= PROBLEM REQUIREMENTS =
Whichever lines include the word "white", copy them as they appear in the data.

[Stored items from a collection]
····················

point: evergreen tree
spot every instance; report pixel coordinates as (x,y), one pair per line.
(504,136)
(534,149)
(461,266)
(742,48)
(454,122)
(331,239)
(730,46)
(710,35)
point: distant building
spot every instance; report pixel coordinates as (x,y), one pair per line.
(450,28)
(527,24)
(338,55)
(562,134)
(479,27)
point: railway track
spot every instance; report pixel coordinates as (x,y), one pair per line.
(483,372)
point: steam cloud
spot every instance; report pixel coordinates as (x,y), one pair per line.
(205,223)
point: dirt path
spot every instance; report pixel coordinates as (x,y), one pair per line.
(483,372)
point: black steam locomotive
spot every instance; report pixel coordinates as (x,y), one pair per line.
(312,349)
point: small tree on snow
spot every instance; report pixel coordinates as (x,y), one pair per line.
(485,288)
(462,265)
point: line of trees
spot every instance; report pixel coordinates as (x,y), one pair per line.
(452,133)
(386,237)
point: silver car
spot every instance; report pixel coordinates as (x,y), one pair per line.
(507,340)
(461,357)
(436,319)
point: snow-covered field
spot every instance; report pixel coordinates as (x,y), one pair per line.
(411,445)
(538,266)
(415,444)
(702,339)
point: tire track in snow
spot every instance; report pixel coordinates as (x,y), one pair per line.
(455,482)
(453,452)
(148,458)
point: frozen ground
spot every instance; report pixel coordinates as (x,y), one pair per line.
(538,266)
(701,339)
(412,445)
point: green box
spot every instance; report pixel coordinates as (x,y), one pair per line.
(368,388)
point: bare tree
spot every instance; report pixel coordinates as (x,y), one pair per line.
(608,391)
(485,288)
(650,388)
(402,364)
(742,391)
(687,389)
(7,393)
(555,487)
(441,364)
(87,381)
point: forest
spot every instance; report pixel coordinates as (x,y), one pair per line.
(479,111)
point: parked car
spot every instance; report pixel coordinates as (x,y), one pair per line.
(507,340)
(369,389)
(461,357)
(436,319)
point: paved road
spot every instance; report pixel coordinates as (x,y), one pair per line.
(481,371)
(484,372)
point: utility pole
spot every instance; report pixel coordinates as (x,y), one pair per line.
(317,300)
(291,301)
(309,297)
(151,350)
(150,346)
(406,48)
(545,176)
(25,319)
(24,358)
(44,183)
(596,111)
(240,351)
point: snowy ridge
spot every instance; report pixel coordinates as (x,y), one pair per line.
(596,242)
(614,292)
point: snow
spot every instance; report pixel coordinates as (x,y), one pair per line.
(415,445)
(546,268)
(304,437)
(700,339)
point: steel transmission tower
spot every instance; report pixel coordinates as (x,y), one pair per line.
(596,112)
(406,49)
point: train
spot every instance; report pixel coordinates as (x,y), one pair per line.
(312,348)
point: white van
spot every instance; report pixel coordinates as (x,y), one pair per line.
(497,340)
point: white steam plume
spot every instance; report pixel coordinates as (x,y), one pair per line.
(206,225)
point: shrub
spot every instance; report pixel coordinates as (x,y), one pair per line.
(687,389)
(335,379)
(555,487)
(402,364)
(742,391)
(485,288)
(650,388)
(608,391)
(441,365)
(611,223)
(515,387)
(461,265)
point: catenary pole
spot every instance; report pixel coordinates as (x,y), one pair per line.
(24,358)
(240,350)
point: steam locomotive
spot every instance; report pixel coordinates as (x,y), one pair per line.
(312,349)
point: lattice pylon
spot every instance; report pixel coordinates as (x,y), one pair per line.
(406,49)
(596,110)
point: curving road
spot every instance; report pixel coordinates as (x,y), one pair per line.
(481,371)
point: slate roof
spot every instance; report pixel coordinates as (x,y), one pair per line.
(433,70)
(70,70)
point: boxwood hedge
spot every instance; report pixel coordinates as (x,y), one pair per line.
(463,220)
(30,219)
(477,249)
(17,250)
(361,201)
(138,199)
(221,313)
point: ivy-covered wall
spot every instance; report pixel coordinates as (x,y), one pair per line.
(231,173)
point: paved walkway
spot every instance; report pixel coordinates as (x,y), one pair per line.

····················

= WORKED SOLUTION =
point: white van
point: white steam plume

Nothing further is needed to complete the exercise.